§ Job
Reproduce every line of the saved entries below verbatim, without any changes.

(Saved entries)

## BEGIN

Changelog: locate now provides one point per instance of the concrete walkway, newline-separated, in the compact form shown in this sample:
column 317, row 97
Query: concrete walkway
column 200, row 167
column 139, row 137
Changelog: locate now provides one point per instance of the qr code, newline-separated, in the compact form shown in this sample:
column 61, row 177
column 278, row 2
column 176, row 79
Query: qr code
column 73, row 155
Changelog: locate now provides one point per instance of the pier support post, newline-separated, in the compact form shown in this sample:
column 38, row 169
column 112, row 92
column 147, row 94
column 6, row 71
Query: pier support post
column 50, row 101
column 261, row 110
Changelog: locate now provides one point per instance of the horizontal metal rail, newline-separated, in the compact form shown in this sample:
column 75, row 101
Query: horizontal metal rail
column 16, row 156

## END

§ Final answer
Changelog: locate now provides one point per instance of the concrete walkway, newline-separated, in the compact form shown in this sample:
column 317, row 97
Query: concrete walkway
column 200, row 167
column 139, row 137
Changelog: locate now provides one point per instance of the qr code, newline-separated, in the compact form shown in this sample:
column 61, row 177
column 278, row 2
column 176, row 79
Query: qr code
column 73, row 155
Changelog: locate now provides one point per instance of the pier support post, newline-separated, in the compact form shown in this sample:
column 38, row 169
column 112, row 92
column 147, row 94
column 6, row 71
Query: pier support post
column 50, row 101
column 261, row 110
Changelog: locate now provides one point per instance of the horizontal metal rail, newline-separated, in the compact form shown in this sample:
column 75, row 101
Query: horizontal metal rail
column 16, row 156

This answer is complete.